1) LES COMPLÉMENTS ALIMENTAIRES NE SONT PAS STRICTEMENT RÈGLEMENTÉS 

Presque tous les articles que nous avons publiés sur les compléments alimentaires insistent sur un point essentiel : l’Agence fédérale américaine des produits alimentaires et médicamenteux (FDA) ne réglemente pas les compléments alimentaires de la même manière que les aliments et les médicaments, ce qui signifie que les entreprises n’ont pas besoin de soumettre leurs produits à l’approbation de la FDA avant de les commercialiser. Idem en France où, bien que les compléments alimentaires fassent l’objet d’une déclaration auprès de la Direction de la concurrence, de la consommation et de la répression des fraudes (DGCCRF) et de contrôles, notamment de conformité, aucune autorisation n’est requise pour commercialiser ces suppléments nutritionnels. 

De ce fait, certaines étiquettes peuvent s’avérer mensongères. Jen Messer, diététicienne agréée et présidente élue de l’Académie de nutrition et de diététique du New Hampshire, a orienté notre journaliste Daryl Austin vers une analyse portant sur 57 compléments alimentaires. Il en ressortait que 84 % de ces compléments ne contenaient pas la quantité d’ingrédients annoncée, que 40 % ne contenaient aucun des ingrédients annoncés et que 12 % « contenaient des ingrédients non déclarés, ce qui est interdit par la FDA », avait expliqué Messer dans notre article de novembre 2023.

Cela signifie également que les entreprises n’ont pas besoin de fournir à la FDA des preuves des prétendus effets de leurs produits. « C’est le Far West à l’heure actuelle », avait déclaré David Hibbett, professeur de biologie à l’université Clark, dans notre article de janvier 2024 sur le marché en plein essor des compléments alimentaires à base de champignons, comme le chaga et l’hydne hérisson. « Les preuves sont encore très, très limitées et, à mon avis, ne justifient pas l’importante commercialisation de ces produits en tant que suppléments nutritionnels. »

 

2) ILS NE CONVIENNENT PAS À TOUT LE MONDE

J’ai grandi en pensant que prendre une multivitamine par jour était le geste sain par excellence. Pourtant, ce n’est pas le cas pour tout le monde, comme nous l’avons documenté en juin 2023. Demandez toujours l’avis d’un médecin avant de commencer une cure de multivitamines, et cela pour plusieurs raisons.

Entrées de données stockées
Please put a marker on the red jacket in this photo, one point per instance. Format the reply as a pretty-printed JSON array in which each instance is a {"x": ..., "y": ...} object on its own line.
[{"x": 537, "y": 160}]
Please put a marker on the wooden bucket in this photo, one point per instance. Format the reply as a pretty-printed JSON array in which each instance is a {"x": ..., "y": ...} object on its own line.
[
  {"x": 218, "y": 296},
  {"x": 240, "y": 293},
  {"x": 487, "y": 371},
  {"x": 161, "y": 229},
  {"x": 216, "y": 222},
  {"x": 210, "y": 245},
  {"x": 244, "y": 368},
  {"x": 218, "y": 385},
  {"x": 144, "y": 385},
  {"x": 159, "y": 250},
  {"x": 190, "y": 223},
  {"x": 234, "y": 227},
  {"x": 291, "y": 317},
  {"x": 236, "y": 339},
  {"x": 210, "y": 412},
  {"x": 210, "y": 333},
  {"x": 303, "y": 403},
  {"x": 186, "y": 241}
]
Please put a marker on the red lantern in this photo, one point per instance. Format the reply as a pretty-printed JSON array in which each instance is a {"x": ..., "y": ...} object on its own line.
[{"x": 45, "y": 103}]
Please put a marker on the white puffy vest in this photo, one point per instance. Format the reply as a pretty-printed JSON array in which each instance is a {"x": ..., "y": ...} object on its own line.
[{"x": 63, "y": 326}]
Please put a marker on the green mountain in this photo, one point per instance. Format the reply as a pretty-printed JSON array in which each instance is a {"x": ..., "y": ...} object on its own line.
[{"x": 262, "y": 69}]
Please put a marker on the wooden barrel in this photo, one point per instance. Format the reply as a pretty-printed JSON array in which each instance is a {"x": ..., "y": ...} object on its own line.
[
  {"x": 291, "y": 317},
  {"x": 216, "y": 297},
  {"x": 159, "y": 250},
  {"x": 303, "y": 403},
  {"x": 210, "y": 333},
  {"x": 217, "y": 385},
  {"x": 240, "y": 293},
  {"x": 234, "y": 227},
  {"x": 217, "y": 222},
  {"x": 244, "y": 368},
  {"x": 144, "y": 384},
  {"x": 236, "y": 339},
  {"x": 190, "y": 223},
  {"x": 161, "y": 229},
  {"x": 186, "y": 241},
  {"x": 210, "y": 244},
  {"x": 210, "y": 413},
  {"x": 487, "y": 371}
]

CONSIGNE:
Pour chacune des affirmations suivantes, indiquez par oui ou non si elle concorde avec l’extrait sur les compléments alimentaires, en citant textuellement les mots décisifs.
(a) En France, la commercialisation des compléments alimentaires est soumise à une autorisation préalable.
(b) Dans l’analyse portant sur 57 compléments alimentaires, 40 % ne contenaient aucun des ingrédients annoncés.
(c) Les entreprises doivent fournir à la FDA des preuves des effets de leurs produits.

RÉPONSE:
(a) Non : « aucune autorisation n’est requise pour commercialiser ces suppléments nutritionnels »
(b) Oui : « 40 % ne contenaient aucun des ingrédients annoncés »
(c) Non : « les entreprises n’ont pas besoin de fournir à la FDA des preuves des prétendus effets de leurs produits »